Problem statement —
Restating the data word for word is all that is required.

(Records from a collection)

● ● ● ●

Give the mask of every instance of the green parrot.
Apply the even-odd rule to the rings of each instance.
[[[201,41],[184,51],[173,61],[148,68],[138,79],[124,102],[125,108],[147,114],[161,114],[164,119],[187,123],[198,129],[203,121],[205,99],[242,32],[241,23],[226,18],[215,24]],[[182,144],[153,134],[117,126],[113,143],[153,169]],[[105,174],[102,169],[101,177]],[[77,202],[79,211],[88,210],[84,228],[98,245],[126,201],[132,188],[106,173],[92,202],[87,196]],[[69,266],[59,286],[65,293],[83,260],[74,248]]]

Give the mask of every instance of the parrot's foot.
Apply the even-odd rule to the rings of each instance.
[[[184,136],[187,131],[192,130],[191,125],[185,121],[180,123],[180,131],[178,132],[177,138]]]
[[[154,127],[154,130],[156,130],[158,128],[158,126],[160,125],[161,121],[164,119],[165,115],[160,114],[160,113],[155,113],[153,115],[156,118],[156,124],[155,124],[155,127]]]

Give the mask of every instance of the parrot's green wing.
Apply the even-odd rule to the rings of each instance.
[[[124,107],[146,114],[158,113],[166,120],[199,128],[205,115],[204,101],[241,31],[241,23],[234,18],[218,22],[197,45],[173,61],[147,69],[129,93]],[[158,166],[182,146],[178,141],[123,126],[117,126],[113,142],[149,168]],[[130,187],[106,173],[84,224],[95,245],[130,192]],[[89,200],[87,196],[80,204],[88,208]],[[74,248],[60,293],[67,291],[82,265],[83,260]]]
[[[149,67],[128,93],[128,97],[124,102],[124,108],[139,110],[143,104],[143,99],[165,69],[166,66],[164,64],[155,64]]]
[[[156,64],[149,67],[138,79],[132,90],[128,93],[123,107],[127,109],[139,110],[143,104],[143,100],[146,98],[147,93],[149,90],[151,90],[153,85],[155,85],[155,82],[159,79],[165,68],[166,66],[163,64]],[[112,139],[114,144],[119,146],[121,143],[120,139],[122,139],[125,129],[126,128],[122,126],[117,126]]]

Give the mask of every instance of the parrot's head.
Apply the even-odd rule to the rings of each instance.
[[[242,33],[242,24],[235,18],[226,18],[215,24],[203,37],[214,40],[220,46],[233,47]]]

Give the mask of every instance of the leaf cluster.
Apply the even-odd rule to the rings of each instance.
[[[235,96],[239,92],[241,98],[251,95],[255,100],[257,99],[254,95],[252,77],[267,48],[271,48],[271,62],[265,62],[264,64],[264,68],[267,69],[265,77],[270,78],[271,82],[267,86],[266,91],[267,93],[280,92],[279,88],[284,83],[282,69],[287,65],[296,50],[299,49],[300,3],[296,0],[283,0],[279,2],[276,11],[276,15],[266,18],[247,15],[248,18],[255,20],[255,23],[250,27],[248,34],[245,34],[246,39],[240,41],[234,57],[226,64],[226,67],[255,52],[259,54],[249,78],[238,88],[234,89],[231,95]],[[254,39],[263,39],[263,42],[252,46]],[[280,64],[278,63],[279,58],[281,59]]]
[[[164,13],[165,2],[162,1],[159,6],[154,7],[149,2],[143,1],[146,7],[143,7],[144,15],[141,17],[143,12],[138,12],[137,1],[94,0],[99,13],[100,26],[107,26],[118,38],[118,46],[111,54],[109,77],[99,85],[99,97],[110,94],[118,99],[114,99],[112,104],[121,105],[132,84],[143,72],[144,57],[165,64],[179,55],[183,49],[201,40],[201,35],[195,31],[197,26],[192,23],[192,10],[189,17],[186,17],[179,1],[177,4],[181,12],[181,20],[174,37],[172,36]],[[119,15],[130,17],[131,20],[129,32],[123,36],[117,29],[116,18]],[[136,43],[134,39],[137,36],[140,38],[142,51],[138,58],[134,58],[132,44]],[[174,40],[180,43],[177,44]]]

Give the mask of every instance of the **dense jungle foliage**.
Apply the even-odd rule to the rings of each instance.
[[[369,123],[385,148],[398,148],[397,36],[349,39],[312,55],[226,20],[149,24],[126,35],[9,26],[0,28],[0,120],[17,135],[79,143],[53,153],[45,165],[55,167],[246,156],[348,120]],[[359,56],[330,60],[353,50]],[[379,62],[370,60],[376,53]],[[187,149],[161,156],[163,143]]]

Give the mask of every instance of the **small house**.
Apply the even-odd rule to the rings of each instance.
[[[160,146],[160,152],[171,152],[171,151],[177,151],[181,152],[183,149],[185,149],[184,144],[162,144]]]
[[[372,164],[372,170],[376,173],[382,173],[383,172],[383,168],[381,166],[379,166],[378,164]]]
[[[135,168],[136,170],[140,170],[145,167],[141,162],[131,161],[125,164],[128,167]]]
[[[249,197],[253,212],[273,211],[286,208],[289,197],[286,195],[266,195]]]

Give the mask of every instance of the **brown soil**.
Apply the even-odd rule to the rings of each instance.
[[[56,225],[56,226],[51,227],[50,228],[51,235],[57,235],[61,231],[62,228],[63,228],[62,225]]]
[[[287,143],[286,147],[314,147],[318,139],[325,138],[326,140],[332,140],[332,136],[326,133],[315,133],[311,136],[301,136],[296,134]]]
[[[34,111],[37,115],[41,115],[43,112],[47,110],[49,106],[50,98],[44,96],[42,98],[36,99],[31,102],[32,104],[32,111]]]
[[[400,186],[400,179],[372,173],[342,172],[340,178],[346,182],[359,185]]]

● ● ● ●

Solution below —
Give the mask of every instance of the green parrot.
Apply the even-odd rule to the rings of each instance.
[[[201,41],[184,51],[173,61],[148,68],[138,79],[124,102],[125,108],[147,114],[161,114],[164,119],[187,123],[198,129],[203,121],[205,99],[242,32],[241,23],[226,18],[215,24]],[[182,144],[153,134],[117,126],[113,143],[153,169]],[[105,174],[102,169],[101,177]],[[77,202],[79,211],[88,210],[84,228],[98,245],[126,201],[132,188],[106,173],[92,202],[87,196]],[[69,266],[59,286],[65,293],[83,260],[74,248]]]

Give the mask of every instance of the parrot's foot.
Apply the even-odd rule to the rings of each instance.
[[[184,136],[187,131],[192,130],[191,125],[185,121],[180,123],[180,131],[178,132],[177,138]]]
[[[154,127],[154,130],[156,130],[158,128],[158,126],[160,125],[161,121],[164,119],[165,115],[160,114],[160,113],[155,113],[153,115],[156,118],[156,124],[155,124],[155,127]]]

Give the mask of every instance of the parrot's green wing.
Apply the even-odd rule to the rings of each instance.
[[[124,107],[146,114],[158,113],[166,120],[199,128],[205,115],[204,101],[241,31],[241,23],[234,18],[218,22],[197,45],[173,61],[147,69],[129,93]],[[158,166],[182,146],[178,141],[123,126],[117,126],[113,142],[149,168]],[[130,187],[106,173],[84,224],[95,245],[130,192]],[[89,200],[87,196],[80,204],[88,208]],[[74,248],[60,293],[67,291],[82,265],[83,260]]]
[[[149,67],[128,93],[128,97],[124,102],[124,108],[139,110],[143,104],[143,99],[165,69],[166,66],[164,64],[155,64]]]
[[[156,64],[149,67],[138,79],[132,90],[128,93],[123,107],[127,109],[139,110],[143,104],[143,100],[146,98],[147,93],[149,90],[151,90],[153,85],[155,85],[155,82],[159,79],[165,68],[166,66],[163,64]],[[112,139],[114,144],[119,146],[121,143],[120,139],[122,139],[125,129],[126,128],[122,126],[117,126]]]

Give the mask of every instance of the parrot's head.
Apply the even-odd rule to the rings of each instance.
[[[242,33],[242,24],[235,18],[226,18],[215,24],[203,37],[214,40],[220,46],[233,47]]]

Give the mask of every instance of the leaf cluster.
Apply the even-odd rule to the rings of each instance.
[[[235,96],[239,92],[241,98],[251,95],[255,100],[257,99],[254,95],[252,77],[267,48],[271,48],[271,62],[265,62],[264,64],[264,68],[267,69],[265,77],[270,78],[271,82],[267,86],[266,91],[267,93],[280,92],[279,88],[284,83],[282,69],[287,65],[296,50],[299,49],[300,3],[296,0],[283,0],[279,2],[276,11],[276,15],[266,18],[247,15],[248,18],[255,20],[255,23],[250,27],[248,34],[245,34],[246,39],[240,41],[234,57],[226,64],[226,67],[255,52],[259,54],[249,78],[238,88],[234,89],[231,95]],[[254,39],[263,39],[263,42],[252,46]],[[280,64],[278,63],[279,58],[281,59]]]
[[[164,13],[165,2],[162,1],[159,6],[154,7],[149,2],[143,1],[146,7],[143,7],[144,15],[141,17],[143,12],[138,12],[137,1],[94,0],[99,13],[100,26],[107,26],[118,38],[118,46],[111,54],[109,77],[99,85],[99,97],[110,94],[118,99],[114,99],[112,104],[121,105],[132,84],[143,72],[144,57],[165,64],[179,55],[183,49],[201,40],[201,35],[195,31],[197,26],[192,23],[192,10],[189,17],[186,17],[179,1],[177,4],[181,12],[181,20],[174,37],[172,36]],[[119,15],[130,17],[131,20],[129,32],[123,36],[117,29],[116,18]],[[136,43],[134,39],[137,36],[140,38],[142,51],[138,58],[134,58],[132,44]],[[174,40],[180,43],[177,44]]]

Give the mask of every instance of the **dense jungle foliage**.
Apply the even-odd rule to the rings of each instance.
[[[369,123],[385,148],[398,148],[397,36],[349,39],[312,55],[226,20],[149,24],[126,35],[9,26],[0,28],[0,120],[17,135],[79,143],[53,153],[45,165],[55,167],[246,156],[348,120]],[[359,56],[330,60],[353,50]],[[379,62],[370,60],[376,53]],[[187,149],[161,156],[163,143]]]

Give the mask of every instance of the **small house**.
Apply the even-odd rule to the rings of each instance.
[[[160,146],[160,152],[171,152],[171,151],[177,151],[181,152],[183,149],[185,149],[184,144],[162,144]]]
[[[372,164],[372,170],[376,173],[382,173],[383,172],[383,168],[381,166],[379,166],[378,164]]]
[[[135,168],[136,170],[140,170],[145,167],[141,162],[131,161],[125,164],[128,167]]]
[[[249,197],[253,212],[273,211],[286,208],[289,197],[286,195],[266,195]]]

Give the mask of every instance of the **brown soil**.
Apply the even-odd rule to the rings of each instance.
[[[56,225],[56,226],[51,227],[50,228],[51,235],[57,235],[61,231],[62,228],[63,228],[62,225]]]
[[[287,143],[286,147],[314,147],[318,139],[325,138],[326,140],[332,140],[332,136],[326,133],[315,133],[311,136],[301,136],[296,134]]]
[[[34,111],[37,115],[41,115],[43,112],[47,110],[49,106],[50,98],[44,96],[42,98],[36,99],[31,102],[32,104],[32,111]]]
[[[400,186],[400,179],[372,173],[342,172],[340,178],[346,182],[359,185]]]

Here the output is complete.